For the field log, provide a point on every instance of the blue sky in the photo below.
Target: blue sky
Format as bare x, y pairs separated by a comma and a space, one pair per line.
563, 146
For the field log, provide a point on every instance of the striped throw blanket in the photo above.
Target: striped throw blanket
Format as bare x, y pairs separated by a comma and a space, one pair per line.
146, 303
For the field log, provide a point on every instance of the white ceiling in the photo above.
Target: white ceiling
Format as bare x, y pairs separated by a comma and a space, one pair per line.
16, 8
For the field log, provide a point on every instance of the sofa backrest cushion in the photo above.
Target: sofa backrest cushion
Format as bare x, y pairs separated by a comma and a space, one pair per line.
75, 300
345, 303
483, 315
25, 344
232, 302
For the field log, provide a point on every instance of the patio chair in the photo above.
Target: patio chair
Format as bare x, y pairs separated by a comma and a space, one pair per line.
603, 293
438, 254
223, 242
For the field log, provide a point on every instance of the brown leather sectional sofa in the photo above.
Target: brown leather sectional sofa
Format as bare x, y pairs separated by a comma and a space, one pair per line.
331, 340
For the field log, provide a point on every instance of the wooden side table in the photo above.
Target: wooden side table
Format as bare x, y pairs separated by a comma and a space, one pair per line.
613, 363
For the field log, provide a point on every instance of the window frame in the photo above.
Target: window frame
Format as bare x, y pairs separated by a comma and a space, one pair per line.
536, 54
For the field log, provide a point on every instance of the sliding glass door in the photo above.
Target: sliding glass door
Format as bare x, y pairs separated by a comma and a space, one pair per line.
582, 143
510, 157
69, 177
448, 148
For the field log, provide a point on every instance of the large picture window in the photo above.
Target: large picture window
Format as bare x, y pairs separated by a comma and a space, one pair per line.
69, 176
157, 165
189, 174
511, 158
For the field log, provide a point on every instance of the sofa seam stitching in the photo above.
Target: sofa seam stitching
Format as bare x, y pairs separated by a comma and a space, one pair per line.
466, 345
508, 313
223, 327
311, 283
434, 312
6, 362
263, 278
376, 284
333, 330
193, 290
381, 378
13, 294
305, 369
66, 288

☆ ☆ ☆ ☆ ☆

### Problem requirements
Every record above needs to be repeated word for word.

### Response
For the field log, provide a point on every instance of the blue sky in the photo below.
Target: blue sky
Format as bare x, y pairs separated by a comma and a space, one pair per line.
563, 146
For the field log, provide a point on every instance of the striped throw blanket in the photo above.
Target: striped throw blanket
Format as bare x, y pairs separated by a comma and a space, one pair per line.
146, 303
For the field log, provide a point on every instance of the white ceiling in the photo above.
Target: white ceiling
Format as bare x, y pairs separated by a comma and a space, one pair per line.
16, 8
For the field log, provide a point on every instance of the sofa backrest cushion in the photo above.
Target: sofa backrest cushion
Format as bare x, y pairs separated by a comma and a space, one pair per line.
75, 300
345, 303
483, 315
25, 344
232, 302
For the field log, provide a point on every instance of the patio chair in the photo above.
Target: patio chair
Format as bare x, y pairs separated by a comma and a space, one pair per line.
603, 293
438, 254
223, 242
For the field log, provide a point on every instance of the brown leather sectional sofa in the photo above.
Target: brown leather sectional sofa
Format as bare x, y pairs separated by a comma and a space, one pair per line.
331, 340
For the field log, provide a point on every instance of the wooden side table in the photo above.
Target: wooden side table
Format as bare x, y pairs separated by a comma and a space, one pair per line.
613, 363
For the field log, provide a point on every instance of the window frame in the photo above.
Target: window frame
Format as bare x, y pairs separated by a comma and a space, one pair per line.
536, 54
For the field log, provide a point on every instance of the sliding glass door in the photo above.
Target: sliding glass door
Format as bare x, y pairs separated by a comma and a space, one pair per line.
582, 143
510, 157
69, 177
448, 148
For the field log, provide a point on every instance of the large picture window in the photo above.
Target: large picture window
Format as bare x, y pairs separated by a comma and a space, one pair per line.
69, 176
157, 165
189, 174
511, 158
For the field log, provide a point on every instance of the sofa seam stitching in the photo above.
Target: sofa seam stitching
Format as bare x, y pairs separated by a comma and a space, one pair per line.
466, 345
508, 313
223, 327
311, 283
434, 312
6, 362
263, 278
376, 284
333, 330
193, 290
381, 378
13, 294
305, 369
66, 288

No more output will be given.